To Republicans, Obama’s words were a sign that a fever had broken — and it wasn’t the GOP’s. “I definitely read a change in tone in [Friday's] press conference,” said one Senate aide. “Obama’s tone has clearly shifted on the sequester. By using his press conference to call out those who’ve been predicting the apocalypse over the past few weeks, he was really calling out nobody more than himself. In that moment, I think, a lot of Republicans realized that the ground had shifted in this debate. The president overplayed his hand, and he knows it.”

“I thought the real news of the press conference was his admission that sequestration isn’t the apocalypse,” said another Senate aide. “And basically that the sky won’t fall. If he doesn’t direct his administration to pull the sky down (illegal immigrant releases, etc.) in the next few months, that will be a sign that his fever is breaking and he is ready to move on. Both Boehner and McConnell are adamant about not raising more taxes so hopefully he sees the writing on the wall.”

TASKS AND EXERCISES:
- A) In the sequester passage, which two leaders does the second Senate aide say are adamant about not raising more taxes?
- B) Extend the sequester passage with the next few paragraphs, picking up after its final sentence.
The listing after this point is separate from the sequester passage.

DATA SHOWN:

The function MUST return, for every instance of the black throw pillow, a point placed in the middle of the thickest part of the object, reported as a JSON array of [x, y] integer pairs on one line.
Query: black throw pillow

EXPECTED RESPONSES:
- A) Boehner and McConnell.

- B)
“He did seem to concede that the next spending bill will be at the post-sequester level and that there won’t be an Armageddon as a result of the sequester,” said a third Senate aide. “But Sen. McConnell…and the Speaker have been clear as a bell. I don’t know why it took so long for the message to be received.”

Some in the GOP saw public opinion at work. “The three-day Gallup tracking numbers certainly aren’t good for him,” said one House aide, pointing to surveys placing Obama’s job approval rating at 47 percent approve versus 45 percent disapprove — down from a post-election approval rating that topped out at 56 percent. Still, the aide saw no great improvements on the horizon. “Ultimately, they have no dialogue with us,” the aide said of the White House. “Instead of working together, we’re forced to read tea leaves.”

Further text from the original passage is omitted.